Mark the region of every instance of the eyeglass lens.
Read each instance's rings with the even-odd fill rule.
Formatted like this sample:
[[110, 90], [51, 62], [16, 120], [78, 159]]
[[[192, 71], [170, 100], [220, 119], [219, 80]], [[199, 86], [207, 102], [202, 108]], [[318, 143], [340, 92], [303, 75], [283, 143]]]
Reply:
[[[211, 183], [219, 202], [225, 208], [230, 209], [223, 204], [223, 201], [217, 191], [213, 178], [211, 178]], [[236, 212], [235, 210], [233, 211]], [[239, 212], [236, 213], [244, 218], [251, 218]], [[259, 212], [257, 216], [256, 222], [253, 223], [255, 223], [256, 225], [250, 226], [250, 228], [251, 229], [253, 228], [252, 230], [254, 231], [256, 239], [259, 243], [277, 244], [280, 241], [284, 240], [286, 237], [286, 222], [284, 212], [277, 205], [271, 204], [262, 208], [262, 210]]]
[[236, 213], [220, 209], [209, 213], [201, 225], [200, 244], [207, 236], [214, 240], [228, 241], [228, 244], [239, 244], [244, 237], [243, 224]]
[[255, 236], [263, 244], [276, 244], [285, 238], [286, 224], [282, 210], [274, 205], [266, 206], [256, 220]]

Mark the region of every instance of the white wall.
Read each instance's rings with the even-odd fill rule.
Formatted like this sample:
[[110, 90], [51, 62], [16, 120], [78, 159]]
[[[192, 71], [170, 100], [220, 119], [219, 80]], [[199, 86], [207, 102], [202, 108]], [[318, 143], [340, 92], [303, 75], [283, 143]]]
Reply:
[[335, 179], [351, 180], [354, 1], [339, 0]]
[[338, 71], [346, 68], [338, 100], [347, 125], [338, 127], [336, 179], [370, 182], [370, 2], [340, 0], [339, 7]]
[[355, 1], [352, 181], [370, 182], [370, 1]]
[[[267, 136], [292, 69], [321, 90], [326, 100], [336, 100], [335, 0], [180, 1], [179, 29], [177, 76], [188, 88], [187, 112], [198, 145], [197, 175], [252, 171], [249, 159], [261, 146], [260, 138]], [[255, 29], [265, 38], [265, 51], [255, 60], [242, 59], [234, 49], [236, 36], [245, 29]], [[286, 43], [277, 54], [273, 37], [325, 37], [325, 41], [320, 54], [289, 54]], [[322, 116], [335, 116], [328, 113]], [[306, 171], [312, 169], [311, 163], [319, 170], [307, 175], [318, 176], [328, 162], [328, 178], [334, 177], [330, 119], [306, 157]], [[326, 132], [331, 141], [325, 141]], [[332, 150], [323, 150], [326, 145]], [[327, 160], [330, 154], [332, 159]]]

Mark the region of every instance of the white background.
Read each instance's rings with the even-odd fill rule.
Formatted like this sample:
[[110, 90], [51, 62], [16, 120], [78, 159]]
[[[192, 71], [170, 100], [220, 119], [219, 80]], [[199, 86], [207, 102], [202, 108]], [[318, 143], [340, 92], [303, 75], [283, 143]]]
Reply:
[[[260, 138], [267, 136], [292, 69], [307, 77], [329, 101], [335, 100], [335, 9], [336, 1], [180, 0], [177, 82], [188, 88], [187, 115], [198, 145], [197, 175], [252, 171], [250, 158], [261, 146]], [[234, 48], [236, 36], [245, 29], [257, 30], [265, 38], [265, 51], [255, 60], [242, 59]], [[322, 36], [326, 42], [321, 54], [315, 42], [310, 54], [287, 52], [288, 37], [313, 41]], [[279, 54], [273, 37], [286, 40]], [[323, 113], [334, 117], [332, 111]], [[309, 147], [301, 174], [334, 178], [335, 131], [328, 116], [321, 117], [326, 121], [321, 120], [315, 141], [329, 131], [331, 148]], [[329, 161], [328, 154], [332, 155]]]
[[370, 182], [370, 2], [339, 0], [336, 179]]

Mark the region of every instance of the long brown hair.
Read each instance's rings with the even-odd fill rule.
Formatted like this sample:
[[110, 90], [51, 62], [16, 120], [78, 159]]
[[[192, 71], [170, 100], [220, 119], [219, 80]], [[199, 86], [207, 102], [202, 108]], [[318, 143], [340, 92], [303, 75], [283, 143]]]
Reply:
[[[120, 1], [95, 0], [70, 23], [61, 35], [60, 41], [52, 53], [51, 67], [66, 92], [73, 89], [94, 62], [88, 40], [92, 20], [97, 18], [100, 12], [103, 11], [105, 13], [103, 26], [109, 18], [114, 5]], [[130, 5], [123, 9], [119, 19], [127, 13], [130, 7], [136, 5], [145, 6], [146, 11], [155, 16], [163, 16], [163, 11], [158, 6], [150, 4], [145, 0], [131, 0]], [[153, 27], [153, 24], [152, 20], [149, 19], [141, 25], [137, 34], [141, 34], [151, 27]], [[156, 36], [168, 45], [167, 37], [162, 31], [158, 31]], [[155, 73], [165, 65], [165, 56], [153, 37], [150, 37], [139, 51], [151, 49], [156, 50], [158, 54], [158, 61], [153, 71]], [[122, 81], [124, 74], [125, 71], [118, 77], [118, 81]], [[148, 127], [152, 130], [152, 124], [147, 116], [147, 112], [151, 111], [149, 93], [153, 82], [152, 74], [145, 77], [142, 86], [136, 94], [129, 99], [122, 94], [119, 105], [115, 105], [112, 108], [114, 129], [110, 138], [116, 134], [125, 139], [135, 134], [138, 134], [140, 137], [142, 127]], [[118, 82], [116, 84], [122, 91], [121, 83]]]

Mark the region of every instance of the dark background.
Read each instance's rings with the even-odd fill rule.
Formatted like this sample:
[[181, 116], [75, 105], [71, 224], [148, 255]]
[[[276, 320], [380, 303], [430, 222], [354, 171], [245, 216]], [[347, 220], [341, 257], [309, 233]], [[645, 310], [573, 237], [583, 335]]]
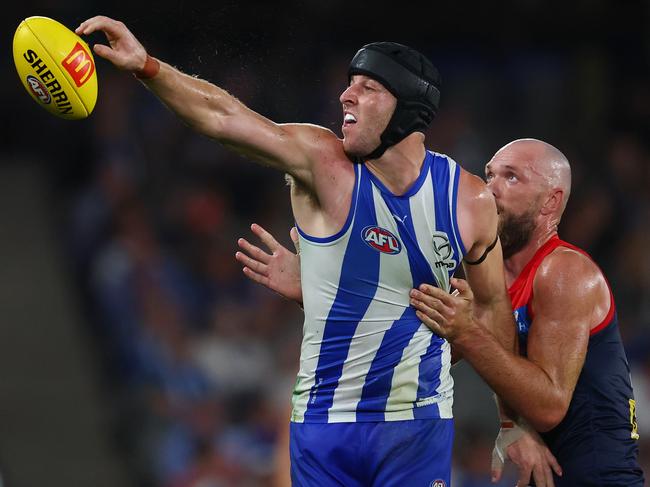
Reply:
[[[269, 118], [337, 134], [351, 57], [402, 42], [443, 77], [428, 148], [482, 174], [510, 140], [557, 146], [574, 176], [560, 233], [613, 285], [647, 472], [649, 2], [60, 3], [13, 3], [0, 19], [7, 485], [272, 485], [302, 319], [233, 258], [253, 221], [289, 242], [282, 175], [192, 133], [101, 59], [88, 119], [46, 113], [10, 54], [32, 15], [122, 20], [151, 54]], [[468, 367], [453, 373], [454, 485], [488, 485], [495, 408]]]

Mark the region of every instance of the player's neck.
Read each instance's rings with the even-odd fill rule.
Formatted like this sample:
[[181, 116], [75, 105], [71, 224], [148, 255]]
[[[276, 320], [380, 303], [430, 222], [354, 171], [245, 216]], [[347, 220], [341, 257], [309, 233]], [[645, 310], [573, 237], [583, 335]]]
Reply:
[[531, 261], [537, 251], [548, 242], [553, 236], [557, 235], [557, 227], [538, 227], [533, 231], [528, 243], [519, 251], [504, 259], [503, 267], [506, 274], [506, 284], [508, 287], [517, 279], [521, 271]]
[[425, 157], [424, 135], [414, 132], [386, 149], [378, 159], [366, 161], [366, 167], [393, 194], [406, 193], [420, 176]]

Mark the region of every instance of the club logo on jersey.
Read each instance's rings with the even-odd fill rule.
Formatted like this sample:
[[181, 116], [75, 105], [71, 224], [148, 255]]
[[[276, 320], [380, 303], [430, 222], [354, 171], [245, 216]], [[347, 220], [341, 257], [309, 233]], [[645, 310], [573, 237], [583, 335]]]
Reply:
[[52, 101], [52, 97], [40, 79], [30, 74], [27, 76], [27, 84], [29, 84], [29, 88], [32, 90], [32, 93], [34, 93], [34, 96], [41, 100], [41, 103], [49, 105], [49, 103]]
[[444, 480], [438, 479], [431, 482], [429, 487], [447, 487], [447, 483]]
[[435, 266], [437, 269], [441, 267], [450, 270], [456, 268], [454, 252], [445, 232], [433, 232], [433, 252], [436, 254]]
[[385, 228], [370, 226], [361, 231], [361, 238], [370, 247], [384, 254], [399, 254], [402, 244]]

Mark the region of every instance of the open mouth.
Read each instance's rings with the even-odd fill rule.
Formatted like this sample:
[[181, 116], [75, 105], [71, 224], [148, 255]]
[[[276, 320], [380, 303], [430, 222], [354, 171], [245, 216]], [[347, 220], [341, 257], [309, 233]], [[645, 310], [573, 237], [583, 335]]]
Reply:
[[343, 126], [346, 127], [355, 123], [357, 123], [356, 117], [351, 113], [346, 113], [343, 117]]

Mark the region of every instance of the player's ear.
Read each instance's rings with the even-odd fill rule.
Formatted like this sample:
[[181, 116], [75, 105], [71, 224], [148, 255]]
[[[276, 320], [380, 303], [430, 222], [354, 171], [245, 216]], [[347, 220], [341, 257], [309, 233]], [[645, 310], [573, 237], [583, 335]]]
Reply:
[[542, 205], [542, 215], [549, 215], [556, 213], [562, 209], [562, 199], [564, 198], [564, 190], [560, 188], [553, 188], [548, 195], [546, 201]]

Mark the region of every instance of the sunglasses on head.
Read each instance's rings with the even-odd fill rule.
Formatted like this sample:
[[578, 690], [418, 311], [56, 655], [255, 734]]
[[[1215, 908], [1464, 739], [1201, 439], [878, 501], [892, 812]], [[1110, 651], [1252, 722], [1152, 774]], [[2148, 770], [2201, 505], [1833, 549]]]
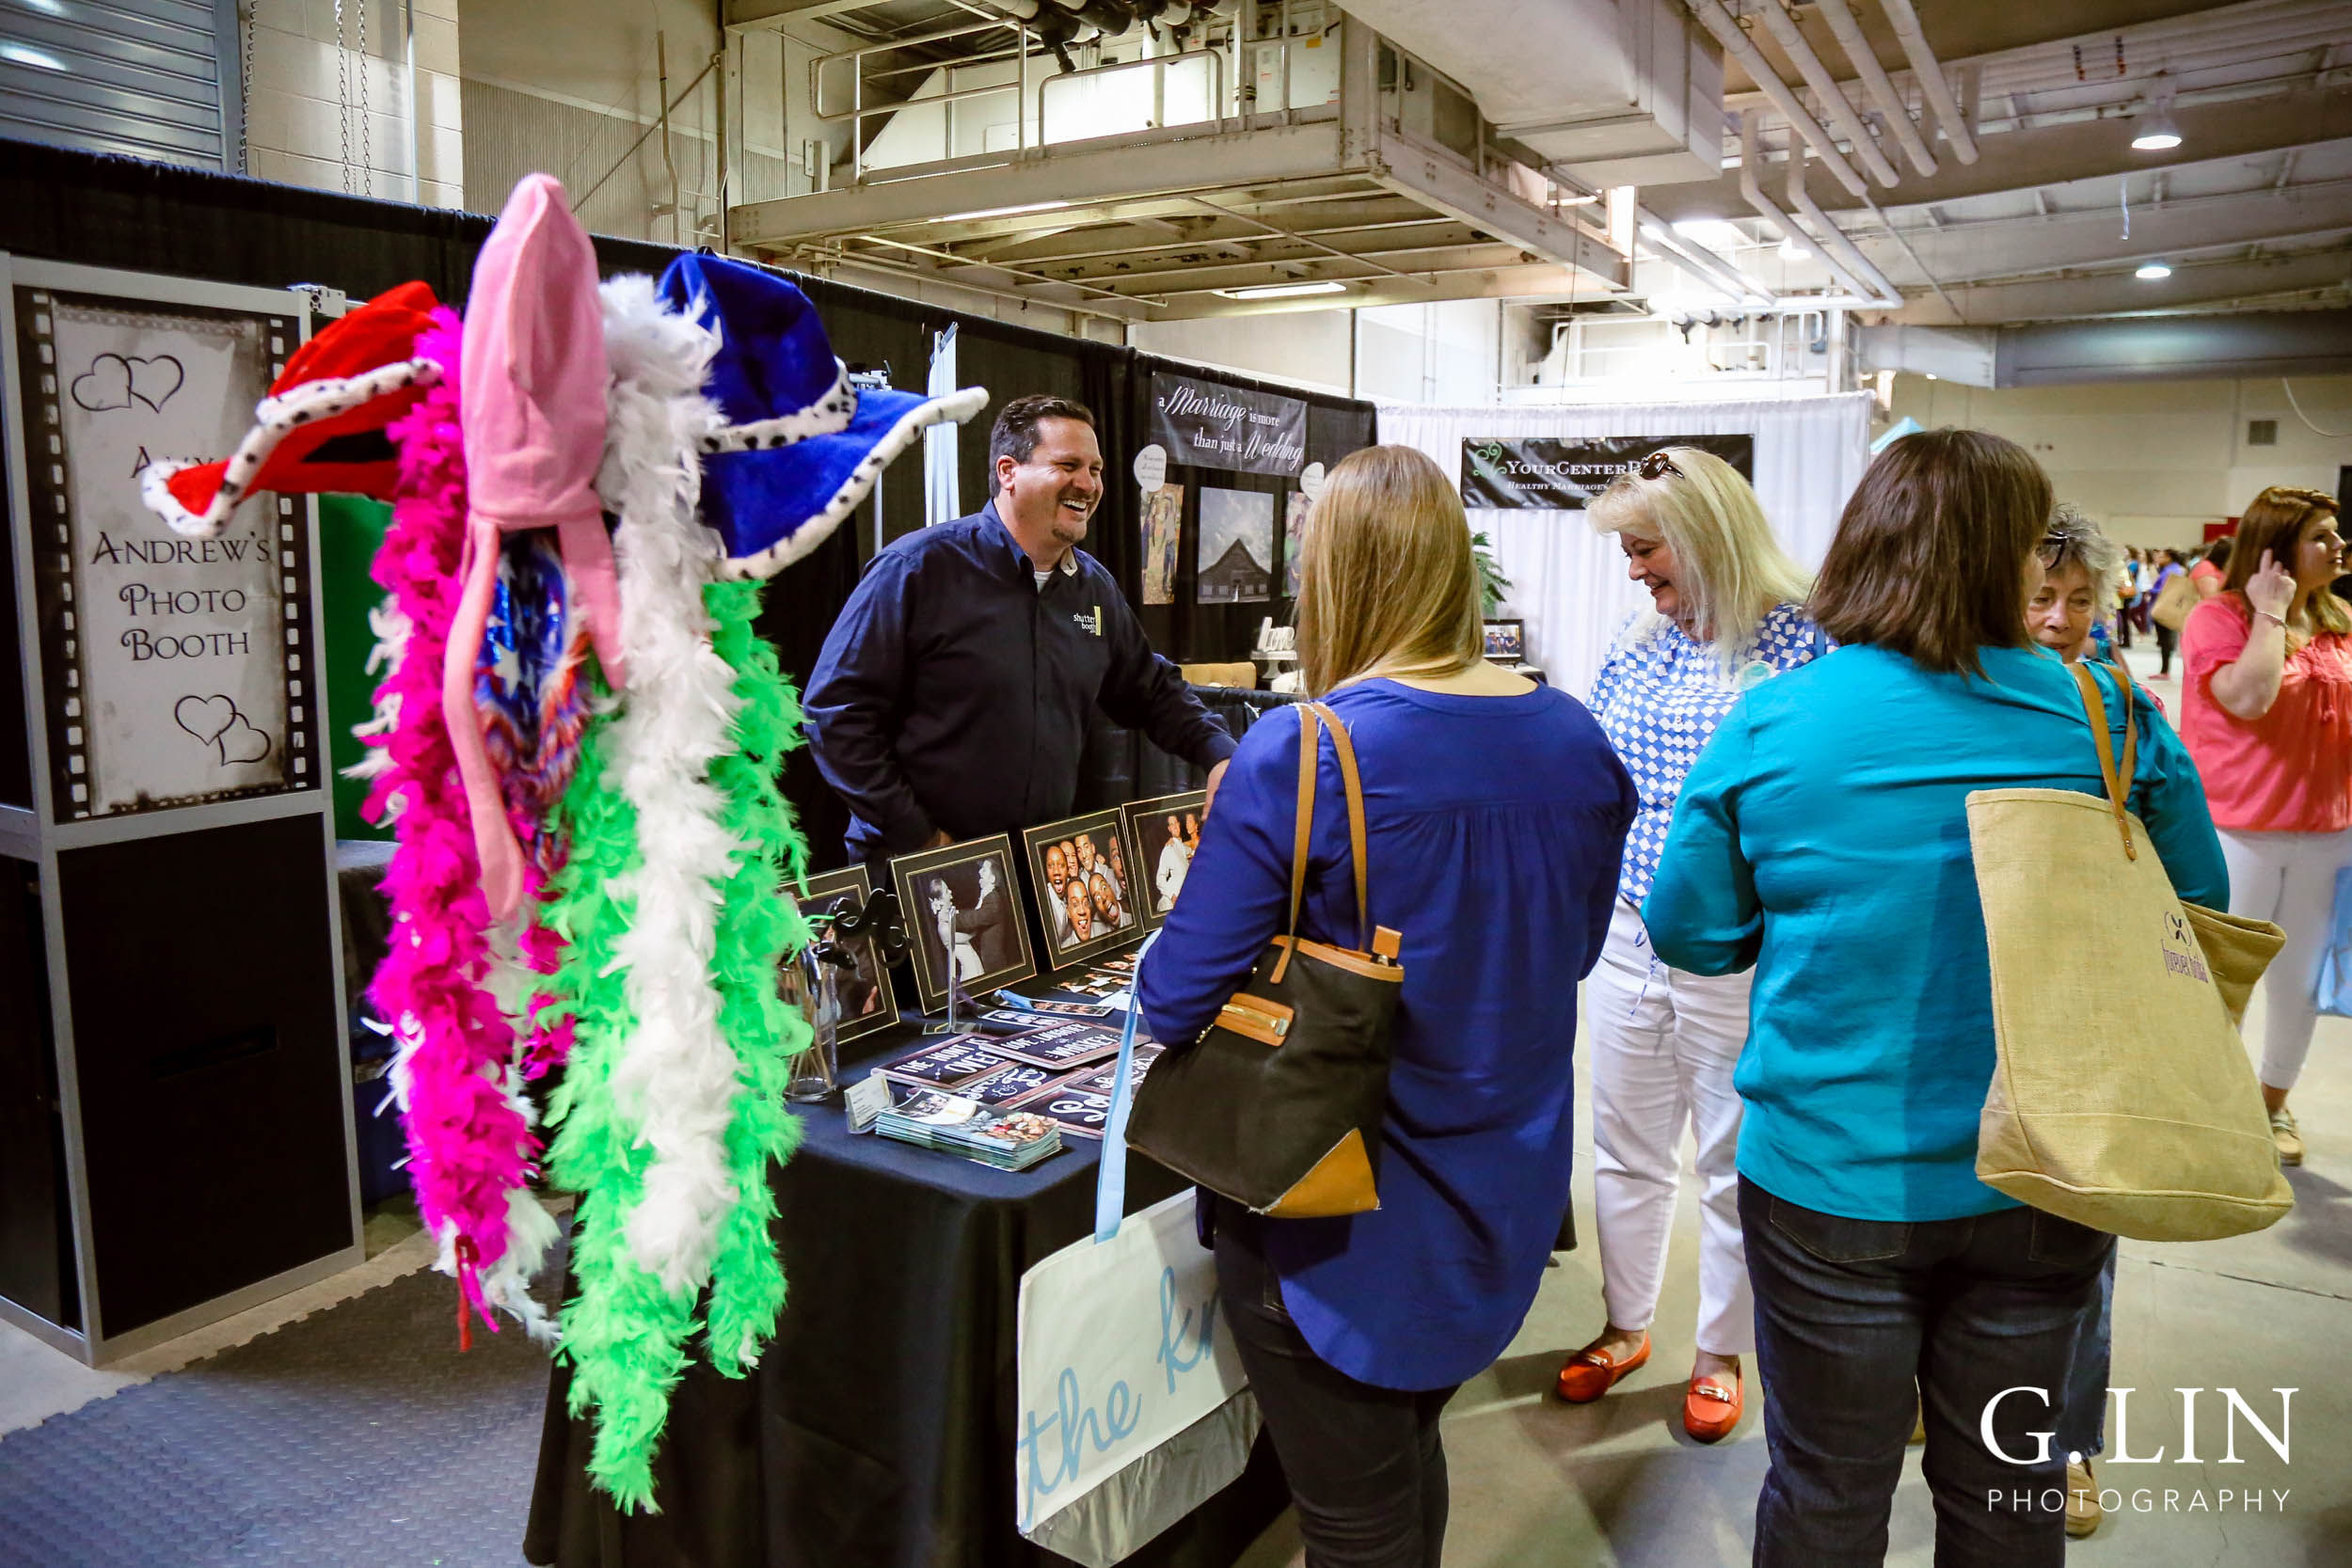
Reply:
[[1675, 460], [1662, 451], [1654, 451], [1643, 458], [1641, 466], [1633, 471], [1644, 479], [1649, 480], [1663, 479], [1668, 474], [1674, 475], [1677, 479], [1683, 477], [1682, 470], [1675, 467]]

┄┄┄┄┄┄

* **Task**
All lines that include the word "Mark" must be copied from the material above.

* **Written solution**
Mark the region of every instance of the eyeglass lens.
Mark the region of every instance of the white wall.
Mark the region of every instance of the white background.
Mark the region of every instance of the long brown hair.
Mark the region of every instance of the dark background.
Mark the region of every instance of the player's neck.
Mark the region of every instance of the club logo on jersey.
Mark the region of every instance of the open mouth.
Mark the region of every instance of the player's ear.
Mark the region of every instance of the sunglasses on head.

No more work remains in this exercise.